* [Brief]: Continue the explanation of Cronbach's alpha below, picking up right after its final sentence.

** begin Quoted passage **

Cronbach’s alpha is a statistic that allows us to assess the internal consistency of a scale. It ranges from 0 to 1. The closer to 1, the more internal consistency the scale has.
The basic idea is to look at the ratio of the sum of k item variances to the variance of the sums. For example, say we have a k = 10 question (or 10 item) survey to measure anxiety, where each question is scored from 1 (no anxiety) to 4 (high anxiety), and the 10 item scores are summed to give an anxiety score. To assess internal consistency, we would give this survey to a bunch of people who are known to have anxiety and collect their responses. We would next calculate the variances of the 10 items as well as the variance of the total scores. We would then sum the 10 item variances and divide by the variance of the total scores to get a ratio. This ratio is at the core of the formula for Cronbach’s alpha.
To derive Cronbach’s alpha, it helps to consider the two extremes this ratio could take. The easiest to consider is the case when all k items are independent and thus the variance of their sum is equal to the sum of their variances. No need to account for covariance since it’s 0. That is,
\[
s^2_T = \sum_{i=1}^{k}s^2_i
\]
In this case, the ratio of sum of variances to variance of sums is 1: \(\frac{\sum_{i=1}^{k}s^2_i}{s^2_T} = 1\)

** end Quoted passage **
** begin Given records **

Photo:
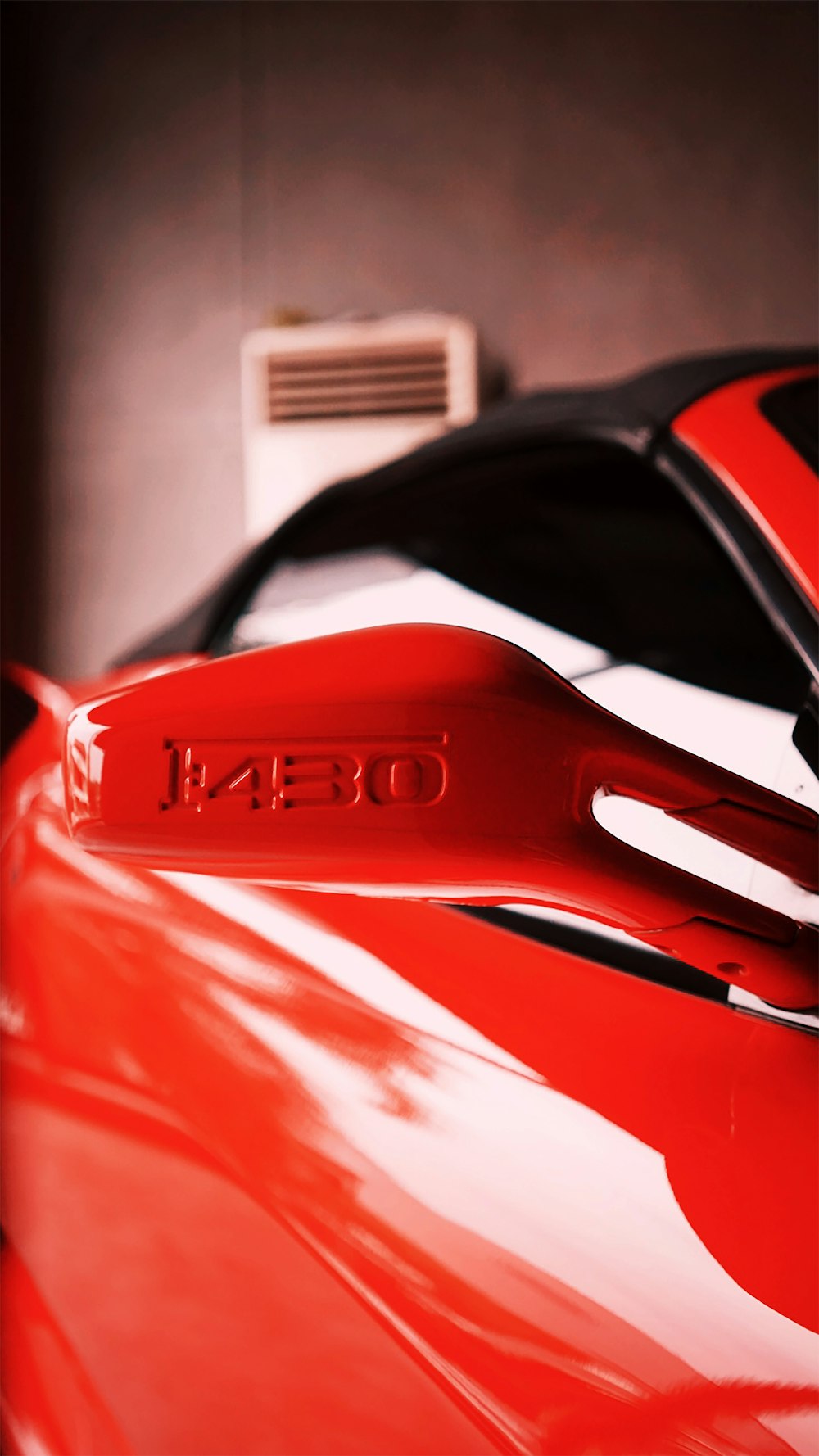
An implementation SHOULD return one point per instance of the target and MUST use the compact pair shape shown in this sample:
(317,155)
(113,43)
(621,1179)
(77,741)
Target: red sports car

** end Given records **

* [Output for this task]:
At the other extreme, all items have identical variance and are perfectly correlated. In this case we cannot simply sum the item variances to calculate the variance of the sums. The expression for \(s^2_T\) is more complicated. We need to include covariances. This comes out to
\[
s^2_T = \sum_{i=1}^{k}s^2_i + 2\sum_{i<j}\text{Cov}(X_i,X_j)
\]
However, since all items have identical variances and are perfectly correlated, the covariance for any two variables is the same as their respective variances. Recall the formula for covariance for two variables:
\[
\text{Cov}(X,Y) = \rho\sigma_x\sigma_y
\]
If \(\rho=1\) and x and y have equal variance, then the product of their respective standard deviations is equal to the variance of x or y.
To calculate \(s^2_T\) in this case we need to calculate two parts: (1) the sum of the variances and (2) the sum of the covariances.
If we have k groups with equal variances, the sum of the variances is simply \(k\sigma^2\).
If we have k groups, then we have \(\frac{k(k-1)}{2}\) pairs of covariances. The sum of the covariances is \(2\frac{k(k-1)}{2}\sigma^2\), which simplifies to \(k(k-1)\sigma^2\).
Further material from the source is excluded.